- _ENTRIES SHOWN_
+ + + + +
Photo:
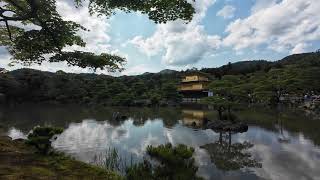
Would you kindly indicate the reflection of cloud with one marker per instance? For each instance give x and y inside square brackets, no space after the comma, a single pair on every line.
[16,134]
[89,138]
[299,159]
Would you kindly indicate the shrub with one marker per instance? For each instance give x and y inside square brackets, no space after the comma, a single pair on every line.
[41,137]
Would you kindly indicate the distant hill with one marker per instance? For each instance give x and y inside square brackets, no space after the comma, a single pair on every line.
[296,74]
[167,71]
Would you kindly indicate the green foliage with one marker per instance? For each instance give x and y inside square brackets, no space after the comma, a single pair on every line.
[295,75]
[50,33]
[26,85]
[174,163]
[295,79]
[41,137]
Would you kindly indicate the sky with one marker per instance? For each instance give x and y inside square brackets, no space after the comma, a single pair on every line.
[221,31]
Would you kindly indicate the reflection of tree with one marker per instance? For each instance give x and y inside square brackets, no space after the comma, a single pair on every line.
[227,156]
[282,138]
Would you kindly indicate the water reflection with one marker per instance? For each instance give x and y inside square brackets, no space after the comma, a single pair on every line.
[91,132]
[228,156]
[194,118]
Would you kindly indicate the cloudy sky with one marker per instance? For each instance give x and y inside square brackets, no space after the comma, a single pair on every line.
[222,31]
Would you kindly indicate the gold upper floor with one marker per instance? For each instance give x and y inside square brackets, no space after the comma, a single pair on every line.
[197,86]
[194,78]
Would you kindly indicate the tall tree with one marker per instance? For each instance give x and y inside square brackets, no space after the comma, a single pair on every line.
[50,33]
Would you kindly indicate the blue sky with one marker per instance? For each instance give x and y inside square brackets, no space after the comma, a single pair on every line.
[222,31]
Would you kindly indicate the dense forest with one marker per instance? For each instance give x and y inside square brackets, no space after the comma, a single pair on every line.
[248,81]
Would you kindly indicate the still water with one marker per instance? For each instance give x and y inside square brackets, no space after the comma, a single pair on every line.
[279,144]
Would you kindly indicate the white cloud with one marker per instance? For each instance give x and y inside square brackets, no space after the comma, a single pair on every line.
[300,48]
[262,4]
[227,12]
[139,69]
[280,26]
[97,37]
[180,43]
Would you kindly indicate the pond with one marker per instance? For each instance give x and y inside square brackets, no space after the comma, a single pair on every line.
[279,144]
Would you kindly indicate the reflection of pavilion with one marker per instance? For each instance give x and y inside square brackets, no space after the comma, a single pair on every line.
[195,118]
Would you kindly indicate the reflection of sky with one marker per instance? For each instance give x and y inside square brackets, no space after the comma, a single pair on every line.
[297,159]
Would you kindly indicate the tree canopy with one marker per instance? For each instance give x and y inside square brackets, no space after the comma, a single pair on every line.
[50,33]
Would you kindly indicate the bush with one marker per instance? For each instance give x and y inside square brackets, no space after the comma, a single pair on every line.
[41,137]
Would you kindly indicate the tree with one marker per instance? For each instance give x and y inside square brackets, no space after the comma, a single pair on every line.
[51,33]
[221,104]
+ + + + +
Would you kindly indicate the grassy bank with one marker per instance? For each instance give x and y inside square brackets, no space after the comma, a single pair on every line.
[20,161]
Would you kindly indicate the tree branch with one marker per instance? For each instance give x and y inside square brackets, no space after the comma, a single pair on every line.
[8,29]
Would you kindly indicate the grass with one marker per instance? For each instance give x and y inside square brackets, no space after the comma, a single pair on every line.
+ + + + +
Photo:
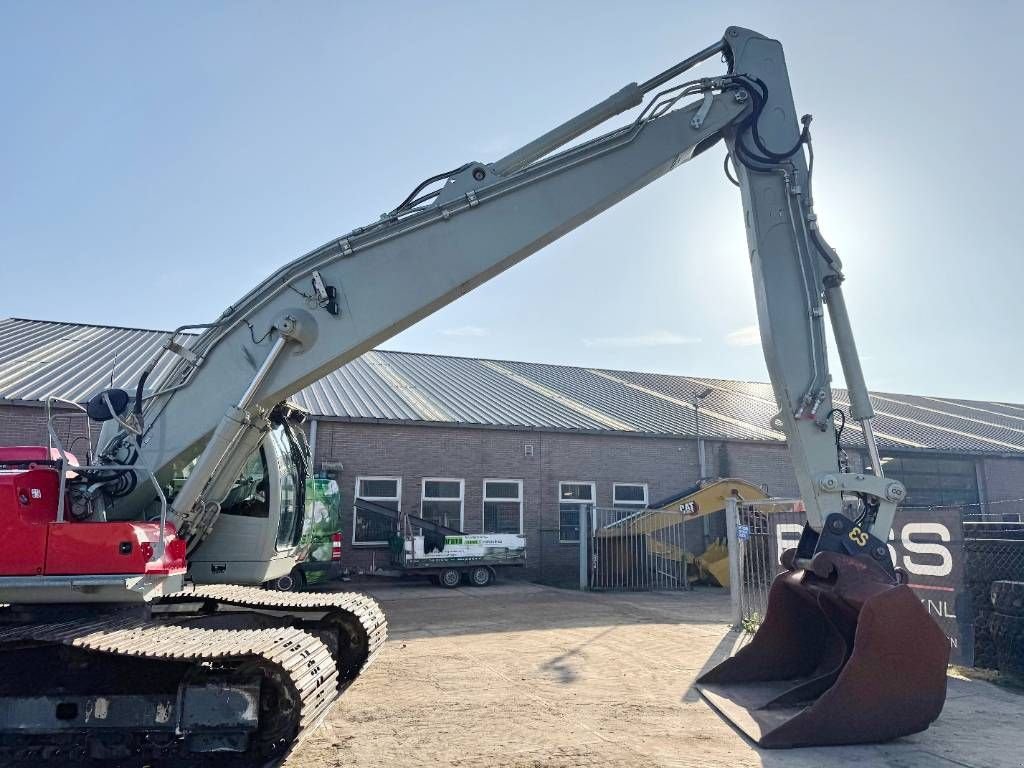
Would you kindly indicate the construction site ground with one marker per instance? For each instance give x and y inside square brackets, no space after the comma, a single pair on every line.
+ + + + +
- _WHAT YOU SHOULD DO_
Extract every line of the entries above that contains the word "water".

- _THE SOLUTION_
Would you kindly indicate the water reflection with one marker per instance? For each instance give x and y inside square brackets, no space after the comma, a single pair on every line.
Would you kindly indicate the still water with one marker per instance? For each instance give x and y inside square brackets, no space after the comma, a single pair on every line.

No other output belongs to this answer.